**DIRECTION:**
Pull out each line in the records below that contains the word "rear", and copy those lines in full.

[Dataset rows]

....................

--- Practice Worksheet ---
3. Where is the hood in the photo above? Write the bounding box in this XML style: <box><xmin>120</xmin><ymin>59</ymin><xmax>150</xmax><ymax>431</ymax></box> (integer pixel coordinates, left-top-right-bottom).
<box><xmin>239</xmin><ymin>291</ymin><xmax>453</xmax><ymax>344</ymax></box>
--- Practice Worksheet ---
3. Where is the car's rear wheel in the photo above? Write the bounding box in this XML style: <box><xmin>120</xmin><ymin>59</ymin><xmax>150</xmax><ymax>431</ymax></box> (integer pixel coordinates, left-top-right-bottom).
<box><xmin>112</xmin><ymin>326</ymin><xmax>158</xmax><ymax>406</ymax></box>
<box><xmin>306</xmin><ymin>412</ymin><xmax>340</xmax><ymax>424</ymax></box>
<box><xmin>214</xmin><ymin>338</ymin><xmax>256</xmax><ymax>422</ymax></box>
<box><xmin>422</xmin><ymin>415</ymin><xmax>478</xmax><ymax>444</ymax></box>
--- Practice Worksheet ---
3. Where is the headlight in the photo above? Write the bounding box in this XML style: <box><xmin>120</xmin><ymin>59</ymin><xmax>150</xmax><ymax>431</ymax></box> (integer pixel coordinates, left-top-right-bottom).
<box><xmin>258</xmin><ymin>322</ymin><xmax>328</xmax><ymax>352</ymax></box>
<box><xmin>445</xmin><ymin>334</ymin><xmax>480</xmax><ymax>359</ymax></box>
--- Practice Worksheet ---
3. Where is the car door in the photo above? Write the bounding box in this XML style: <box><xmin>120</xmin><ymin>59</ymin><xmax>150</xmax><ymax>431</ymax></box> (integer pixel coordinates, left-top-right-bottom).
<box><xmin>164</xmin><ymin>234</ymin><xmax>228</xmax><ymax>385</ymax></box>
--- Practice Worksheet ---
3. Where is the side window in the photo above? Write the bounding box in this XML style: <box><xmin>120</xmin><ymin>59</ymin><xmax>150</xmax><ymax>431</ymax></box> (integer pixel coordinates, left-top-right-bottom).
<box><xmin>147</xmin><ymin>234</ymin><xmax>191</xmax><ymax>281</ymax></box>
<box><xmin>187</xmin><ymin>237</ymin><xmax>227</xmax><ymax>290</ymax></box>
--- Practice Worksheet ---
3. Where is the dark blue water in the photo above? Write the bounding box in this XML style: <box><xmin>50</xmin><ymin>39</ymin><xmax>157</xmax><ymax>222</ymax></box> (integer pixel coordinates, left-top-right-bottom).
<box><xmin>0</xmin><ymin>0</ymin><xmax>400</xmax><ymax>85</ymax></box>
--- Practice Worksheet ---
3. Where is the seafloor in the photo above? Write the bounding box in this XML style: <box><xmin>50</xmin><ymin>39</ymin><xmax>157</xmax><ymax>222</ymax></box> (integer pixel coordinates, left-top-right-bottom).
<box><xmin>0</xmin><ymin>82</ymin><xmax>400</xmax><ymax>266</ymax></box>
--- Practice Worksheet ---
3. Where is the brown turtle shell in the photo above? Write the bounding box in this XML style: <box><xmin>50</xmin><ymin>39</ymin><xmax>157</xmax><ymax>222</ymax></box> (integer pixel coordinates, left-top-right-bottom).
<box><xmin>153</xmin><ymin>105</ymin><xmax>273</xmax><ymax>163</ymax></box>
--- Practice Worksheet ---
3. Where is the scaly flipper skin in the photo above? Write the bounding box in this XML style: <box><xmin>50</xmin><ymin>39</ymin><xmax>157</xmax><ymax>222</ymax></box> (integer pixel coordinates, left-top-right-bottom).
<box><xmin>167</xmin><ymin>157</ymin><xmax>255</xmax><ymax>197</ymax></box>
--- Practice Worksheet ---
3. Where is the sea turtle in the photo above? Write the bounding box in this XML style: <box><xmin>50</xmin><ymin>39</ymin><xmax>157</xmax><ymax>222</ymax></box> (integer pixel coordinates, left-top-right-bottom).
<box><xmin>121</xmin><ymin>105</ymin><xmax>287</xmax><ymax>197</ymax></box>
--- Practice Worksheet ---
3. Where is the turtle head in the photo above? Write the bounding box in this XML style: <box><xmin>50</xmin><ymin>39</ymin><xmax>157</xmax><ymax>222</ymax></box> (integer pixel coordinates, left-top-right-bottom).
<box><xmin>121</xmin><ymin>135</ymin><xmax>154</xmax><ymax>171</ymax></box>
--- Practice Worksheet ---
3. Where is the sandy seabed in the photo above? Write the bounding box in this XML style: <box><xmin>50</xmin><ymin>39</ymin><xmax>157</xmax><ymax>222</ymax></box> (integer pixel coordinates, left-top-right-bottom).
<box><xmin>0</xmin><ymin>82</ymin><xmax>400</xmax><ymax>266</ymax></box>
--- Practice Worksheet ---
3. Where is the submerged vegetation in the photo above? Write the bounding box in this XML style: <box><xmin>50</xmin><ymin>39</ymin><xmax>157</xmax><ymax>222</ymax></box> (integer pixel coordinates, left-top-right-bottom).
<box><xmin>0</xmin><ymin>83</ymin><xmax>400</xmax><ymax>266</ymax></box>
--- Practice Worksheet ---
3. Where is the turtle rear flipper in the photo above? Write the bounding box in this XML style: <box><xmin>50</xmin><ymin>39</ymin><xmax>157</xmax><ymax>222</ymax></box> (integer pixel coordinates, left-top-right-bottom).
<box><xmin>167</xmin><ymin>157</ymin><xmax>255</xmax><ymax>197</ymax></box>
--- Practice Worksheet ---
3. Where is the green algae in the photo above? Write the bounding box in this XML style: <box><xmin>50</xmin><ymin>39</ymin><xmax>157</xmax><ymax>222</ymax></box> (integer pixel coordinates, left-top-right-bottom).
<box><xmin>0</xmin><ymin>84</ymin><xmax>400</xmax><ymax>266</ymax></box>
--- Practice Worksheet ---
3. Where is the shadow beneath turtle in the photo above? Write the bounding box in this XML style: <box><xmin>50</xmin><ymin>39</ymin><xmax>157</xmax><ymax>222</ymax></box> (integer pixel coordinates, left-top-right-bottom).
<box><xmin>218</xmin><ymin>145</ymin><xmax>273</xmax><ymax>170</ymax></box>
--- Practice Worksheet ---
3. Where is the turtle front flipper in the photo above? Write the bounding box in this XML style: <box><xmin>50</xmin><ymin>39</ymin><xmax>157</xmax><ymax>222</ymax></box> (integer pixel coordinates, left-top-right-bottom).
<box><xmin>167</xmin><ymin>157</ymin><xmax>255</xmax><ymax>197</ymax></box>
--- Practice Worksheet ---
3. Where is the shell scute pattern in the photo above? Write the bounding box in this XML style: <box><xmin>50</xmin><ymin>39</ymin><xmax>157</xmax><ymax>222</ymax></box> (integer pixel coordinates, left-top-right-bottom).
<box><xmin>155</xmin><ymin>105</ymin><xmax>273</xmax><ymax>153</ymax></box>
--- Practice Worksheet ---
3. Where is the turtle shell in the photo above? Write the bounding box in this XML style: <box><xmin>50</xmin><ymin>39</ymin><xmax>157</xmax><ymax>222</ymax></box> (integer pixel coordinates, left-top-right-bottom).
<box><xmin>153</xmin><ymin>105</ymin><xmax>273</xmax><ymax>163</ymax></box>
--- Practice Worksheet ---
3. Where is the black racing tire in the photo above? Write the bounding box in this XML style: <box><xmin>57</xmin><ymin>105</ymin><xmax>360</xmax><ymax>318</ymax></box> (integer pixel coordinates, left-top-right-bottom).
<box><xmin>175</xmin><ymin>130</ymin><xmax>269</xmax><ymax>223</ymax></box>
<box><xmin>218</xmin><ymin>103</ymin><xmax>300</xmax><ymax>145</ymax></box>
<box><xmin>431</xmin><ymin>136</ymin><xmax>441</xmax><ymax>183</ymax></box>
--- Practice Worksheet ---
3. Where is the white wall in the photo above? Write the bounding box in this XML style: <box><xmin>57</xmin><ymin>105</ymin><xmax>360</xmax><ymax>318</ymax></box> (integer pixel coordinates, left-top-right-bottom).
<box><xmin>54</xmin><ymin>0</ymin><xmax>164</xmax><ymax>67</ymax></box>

....................

**SOLUTION FOR THIS PROBLEM:**
3. Where is the car's rear wheel in the photo above? Write the bounding box in this XML style: <box><xmin>120</xmin><ymin>59</ymin><xmax>150</xmax><ymax>431</ymax></box> (integer pixel coordinates, left-top-right-bottom).
3. Where is the turtle rear flipper in the photo above? Write the bounding box in this XML style: <box><xmin>50</xmin><ymin>39</ymin><xmax>157</xmax><ymax>222</ymax></box> (integer pixel coordinates, left-top-right-bottom).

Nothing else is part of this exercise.